Required actions:
• A. Write out the post about Margot from "Missy said..." up to and including "written, beautiful sentiments.", replacing "conversation" with "chat".
• B. Extend the post about Margot, starting after its last sentence.
*** Passage ***
Some days I wish you could have talked to me for a few minutes before you died. And I don’t mean little infant sounds. I mean a real conversation that takes place a few minutes before we both know you’re going to die. I hear stories of folks talking with their loved ones on death beds and get a little envious. These people talk about how their loved ones told them to be happy in life, to move on, or whatever little gushy and beautiful thing they said just before dying. I wish we could have this kind of moment. It would have been nice to hear you say that everything was going to be okay. Or that you were content with your pending death, or that you wanted us to be happy, or that we will see the light again one day. Things like that.

Sometimes I just tell myself that Margot would have wanted me to be happy. It gives me a little hope amid the darkness. I hope you’re okay with that.

Dad

11 comments:

Molly said...

"Some days I wish you could have talked to me for a few minutes before you died."

That is a thought/wish I never considered, but when I read it, it made me cry instantly wishing it had been possible.

Mrs. G said...

"Sometimes I just tell myself that Margot would have wanted me to be happy. It gives me a little hope amid the darkness. I hope you’re okay with that."

I love that you "hope she's okay with that." almost as if asking Margot's permission to feel that way. Though people often attribute wishes or feelings to our children, it doesn't bother me that you did that. Maybe because you know this life, and others do not. You are her father, though you didn't get to know her in the traditional sense, you know she is the perfect combination of you and her mother. And who do you know better than yourself and your soulmate? So you are entitled to believe that your daughter would want you to be happy. You would have raised her to feel that way anyhow. Much love and peace to you, K, Stella and Margot.

Missy said...

I too wish I could have had a conversation with him. Maybe that is why I talk to him so much inside my head. Just so I can tell him the things that I would have if he were here today. I admit I used to feel crazy saying that I do that, but now I feel sad because I don't do it near as often as I used to. Thank you for sharing your words with Margot. Love and strength~

Hope's Mama said...

This was beautiful. Moved to tears.
I'm so sorry, Josh.
xo

Unknown said...

Thank you Josh, for being so open. Well written, beautiful sentiments.

Fireflyforever said...

What a beautiful letter to your baby girl, Josh. "I miss you something fierce" - what a perfect expression. That's exactly how I missed Emma in the early days (and still do, albeit more gently mostly) - fiercely.
*** End of Passage ***
*** Data listing ***
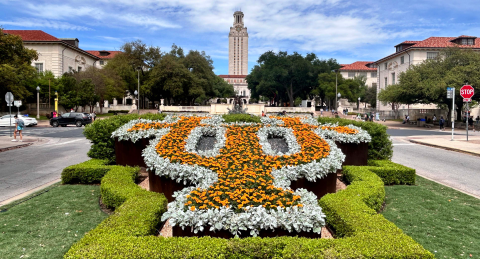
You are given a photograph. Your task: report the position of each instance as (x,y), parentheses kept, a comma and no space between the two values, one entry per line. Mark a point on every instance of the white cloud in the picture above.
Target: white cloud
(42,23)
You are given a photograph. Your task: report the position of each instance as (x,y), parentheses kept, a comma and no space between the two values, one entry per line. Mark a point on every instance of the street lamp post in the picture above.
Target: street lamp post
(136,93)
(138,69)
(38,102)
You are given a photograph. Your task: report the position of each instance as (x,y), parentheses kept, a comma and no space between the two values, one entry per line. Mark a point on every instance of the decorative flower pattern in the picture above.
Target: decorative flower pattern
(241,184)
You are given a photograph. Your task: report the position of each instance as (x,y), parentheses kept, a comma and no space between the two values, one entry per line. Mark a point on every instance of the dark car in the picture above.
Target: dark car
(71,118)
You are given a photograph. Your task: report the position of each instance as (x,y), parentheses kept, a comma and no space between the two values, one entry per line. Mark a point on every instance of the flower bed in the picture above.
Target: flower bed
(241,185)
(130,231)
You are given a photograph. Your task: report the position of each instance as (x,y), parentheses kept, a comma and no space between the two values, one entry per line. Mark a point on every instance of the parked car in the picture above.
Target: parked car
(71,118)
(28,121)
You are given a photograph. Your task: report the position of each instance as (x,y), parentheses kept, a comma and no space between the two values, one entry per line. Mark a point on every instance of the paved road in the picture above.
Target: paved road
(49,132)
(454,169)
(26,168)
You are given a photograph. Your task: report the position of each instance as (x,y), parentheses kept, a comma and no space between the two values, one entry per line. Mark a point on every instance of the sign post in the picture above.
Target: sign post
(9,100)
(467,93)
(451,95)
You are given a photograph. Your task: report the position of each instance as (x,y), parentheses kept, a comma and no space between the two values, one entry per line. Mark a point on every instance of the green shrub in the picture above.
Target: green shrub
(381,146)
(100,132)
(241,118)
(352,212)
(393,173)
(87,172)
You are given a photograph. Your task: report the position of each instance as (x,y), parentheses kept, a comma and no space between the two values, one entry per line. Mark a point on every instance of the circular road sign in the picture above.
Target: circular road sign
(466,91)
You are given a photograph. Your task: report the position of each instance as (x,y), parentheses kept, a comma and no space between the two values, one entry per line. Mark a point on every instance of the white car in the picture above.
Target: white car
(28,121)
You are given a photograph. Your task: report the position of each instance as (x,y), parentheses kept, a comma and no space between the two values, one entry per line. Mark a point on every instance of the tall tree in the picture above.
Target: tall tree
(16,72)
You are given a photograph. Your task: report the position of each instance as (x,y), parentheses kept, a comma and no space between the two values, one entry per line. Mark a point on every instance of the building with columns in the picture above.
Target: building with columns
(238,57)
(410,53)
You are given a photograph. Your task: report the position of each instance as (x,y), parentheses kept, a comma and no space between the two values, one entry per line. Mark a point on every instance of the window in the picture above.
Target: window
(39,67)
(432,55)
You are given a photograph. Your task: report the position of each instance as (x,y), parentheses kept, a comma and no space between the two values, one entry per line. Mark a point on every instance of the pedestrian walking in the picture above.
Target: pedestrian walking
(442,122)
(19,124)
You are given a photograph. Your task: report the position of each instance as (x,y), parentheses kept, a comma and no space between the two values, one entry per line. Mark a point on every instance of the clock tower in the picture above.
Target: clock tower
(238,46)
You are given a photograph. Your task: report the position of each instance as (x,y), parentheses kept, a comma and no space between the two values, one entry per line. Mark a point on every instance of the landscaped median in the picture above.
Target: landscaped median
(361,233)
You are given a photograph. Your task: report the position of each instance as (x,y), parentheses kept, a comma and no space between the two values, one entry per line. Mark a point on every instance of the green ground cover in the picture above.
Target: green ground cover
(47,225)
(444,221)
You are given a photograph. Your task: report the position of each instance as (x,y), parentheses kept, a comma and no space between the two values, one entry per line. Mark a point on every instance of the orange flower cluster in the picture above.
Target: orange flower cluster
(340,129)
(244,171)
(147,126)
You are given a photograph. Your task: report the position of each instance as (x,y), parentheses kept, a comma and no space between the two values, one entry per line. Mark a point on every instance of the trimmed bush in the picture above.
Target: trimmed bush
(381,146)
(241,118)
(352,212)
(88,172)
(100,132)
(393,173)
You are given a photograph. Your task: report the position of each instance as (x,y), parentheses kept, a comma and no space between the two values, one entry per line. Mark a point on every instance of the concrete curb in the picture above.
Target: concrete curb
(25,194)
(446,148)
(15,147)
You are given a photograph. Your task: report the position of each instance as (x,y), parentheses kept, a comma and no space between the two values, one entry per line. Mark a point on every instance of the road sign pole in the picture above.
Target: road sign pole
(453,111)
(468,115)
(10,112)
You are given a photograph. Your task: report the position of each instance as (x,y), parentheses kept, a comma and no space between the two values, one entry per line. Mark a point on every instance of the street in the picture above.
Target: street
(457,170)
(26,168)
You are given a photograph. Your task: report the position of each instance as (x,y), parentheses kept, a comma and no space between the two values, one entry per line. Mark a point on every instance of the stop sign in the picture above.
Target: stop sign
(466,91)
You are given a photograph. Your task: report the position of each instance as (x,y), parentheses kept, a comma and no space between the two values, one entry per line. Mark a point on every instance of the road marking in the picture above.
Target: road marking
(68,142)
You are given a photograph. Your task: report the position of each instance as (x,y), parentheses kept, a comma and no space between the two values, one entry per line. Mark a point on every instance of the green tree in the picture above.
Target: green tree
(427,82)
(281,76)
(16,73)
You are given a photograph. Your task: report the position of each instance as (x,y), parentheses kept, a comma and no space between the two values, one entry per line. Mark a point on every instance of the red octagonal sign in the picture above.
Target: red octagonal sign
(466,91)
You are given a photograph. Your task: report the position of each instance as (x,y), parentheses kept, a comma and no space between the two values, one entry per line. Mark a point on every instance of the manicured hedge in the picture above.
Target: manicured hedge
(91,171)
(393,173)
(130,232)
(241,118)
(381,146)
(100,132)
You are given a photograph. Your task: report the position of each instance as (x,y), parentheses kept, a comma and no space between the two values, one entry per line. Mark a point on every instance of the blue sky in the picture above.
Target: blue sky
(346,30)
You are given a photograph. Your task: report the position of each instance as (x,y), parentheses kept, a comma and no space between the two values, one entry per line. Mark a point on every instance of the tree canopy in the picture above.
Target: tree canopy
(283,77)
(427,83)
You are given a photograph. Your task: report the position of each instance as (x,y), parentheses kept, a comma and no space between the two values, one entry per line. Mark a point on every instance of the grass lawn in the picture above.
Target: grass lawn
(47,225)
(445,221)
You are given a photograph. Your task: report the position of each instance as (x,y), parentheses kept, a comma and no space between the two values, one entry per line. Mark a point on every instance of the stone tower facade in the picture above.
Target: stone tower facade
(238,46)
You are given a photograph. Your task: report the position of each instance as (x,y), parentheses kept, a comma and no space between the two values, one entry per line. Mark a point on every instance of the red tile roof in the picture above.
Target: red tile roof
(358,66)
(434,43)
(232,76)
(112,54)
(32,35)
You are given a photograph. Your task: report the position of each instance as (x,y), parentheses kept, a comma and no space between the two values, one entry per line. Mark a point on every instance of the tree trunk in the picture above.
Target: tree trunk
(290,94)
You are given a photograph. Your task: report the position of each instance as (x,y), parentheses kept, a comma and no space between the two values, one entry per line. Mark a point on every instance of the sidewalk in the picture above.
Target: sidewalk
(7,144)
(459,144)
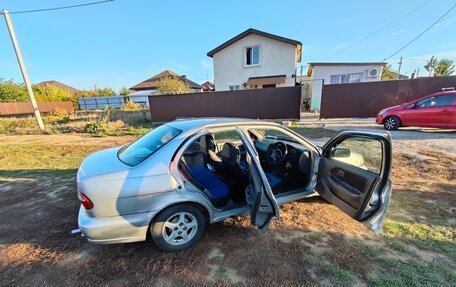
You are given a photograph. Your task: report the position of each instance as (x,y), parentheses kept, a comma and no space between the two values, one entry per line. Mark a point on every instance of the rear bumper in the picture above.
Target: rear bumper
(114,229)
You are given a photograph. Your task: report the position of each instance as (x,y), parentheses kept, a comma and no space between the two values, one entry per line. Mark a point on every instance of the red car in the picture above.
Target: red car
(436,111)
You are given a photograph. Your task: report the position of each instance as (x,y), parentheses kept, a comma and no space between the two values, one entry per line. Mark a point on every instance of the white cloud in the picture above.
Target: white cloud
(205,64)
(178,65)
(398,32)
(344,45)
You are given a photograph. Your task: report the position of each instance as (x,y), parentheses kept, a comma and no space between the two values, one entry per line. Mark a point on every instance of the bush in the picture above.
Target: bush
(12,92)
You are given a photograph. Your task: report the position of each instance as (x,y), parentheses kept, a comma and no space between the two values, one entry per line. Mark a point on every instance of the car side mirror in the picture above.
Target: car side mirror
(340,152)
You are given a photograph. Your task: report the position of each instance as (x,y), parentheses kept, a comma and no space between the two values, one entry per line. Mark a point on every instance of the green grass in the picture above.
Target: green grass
*** End of Data listing ***
Responses per task:
• A.
Missy said...

I too wish I could have had a chat with him. Maybe that is why I talk to him so much inside my head. Just so I can tell him the things that I would have if he were here today. I admit I used to feel crazy saying that I do that, but now I feel sad because I don't do it near as often as I used to. Thank you for sharing your words with Margot. Love and strength~

Hope's Mama said...

This was beautiful. Moved to tears.
I'm so sorry, Josh.
xo

Unknown said...

Thank you Josh, for being so open. Well written, beautiful sentiments.

• B.
JoyAndSorrow said...

She WOULD want you to be happy. *hugs* ~Lindsay

still life angie said...

I just have to tell you, finally coming back after reading this in the car during hurricane preparations, then losing internet intermittently all weekend, this post is one of the most gorgeous pieces of writing I have read. I sighed loudly, leaned back and just cried. And I needed the cry. Thank you.

Much love.
(I love the Royal Tennenbaums too.)

Mary Beth said...

I love this. One conversation, so simple yet wouldn't it have been perfect? Margot does want you to be happy. Missing that sweet little girl with you.

Fiona Leonard said...

Saw your note on Chris Guillebeau's blog. 1 Sept is always a poignant day for me as was the day my girlfriend's nine month old son died. I held him the night before then had to fly back home to my daughter. I had to pick up my daughter from school and I got out of the car and held her so tightly. On the way home we got the call. Life is short and all babies are special, right now, today. Not tomorrow. I love it that there is still a space in every day for Margot. Sometimes people don't need a lifetime to change our lives - nine months is enough.

Anonymous said...

Hello Josh.. just coming over to read your story form another blog. My heart aches for you and your family.. for the loss and the love of sweet Margot.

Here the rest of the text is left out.